-- begin --

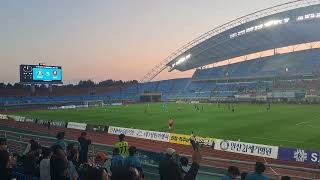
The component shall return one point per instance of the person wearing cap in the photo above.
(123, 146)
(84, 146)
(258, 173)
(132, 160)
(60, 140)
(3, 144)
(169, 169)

-- end --

[Problem details]:
Present the full listing above as a two-column CSV with the headers instruction and response. Each row should hold one text and the answer that follows it, with each value in a single quoted field and line breaks replaced by spaces, and the pictures omitted.

[Result of this task]:
instruction,response
"The component shall return one point per instance of the person wearing cap in the photo above.","(123, 146) (84, 146) (258, 173) (132, 160) (60, 140) (3, 144) (169, 169)"